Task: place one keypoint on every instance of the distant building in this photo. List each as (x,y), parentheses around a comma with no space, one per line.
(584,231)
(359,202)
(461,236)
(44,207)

=== TASK STATEMENT ===
Extract each line of the material exactly as it stands.

=== SOLUTION FOR THIS PROBLEM ===
Task: place one keypoint on every instance of the distant building in this photo. List each as (x,y), parentheses around a comma with no space, one per line.
(584,231)
(359,202)
(461,236)
(44,207)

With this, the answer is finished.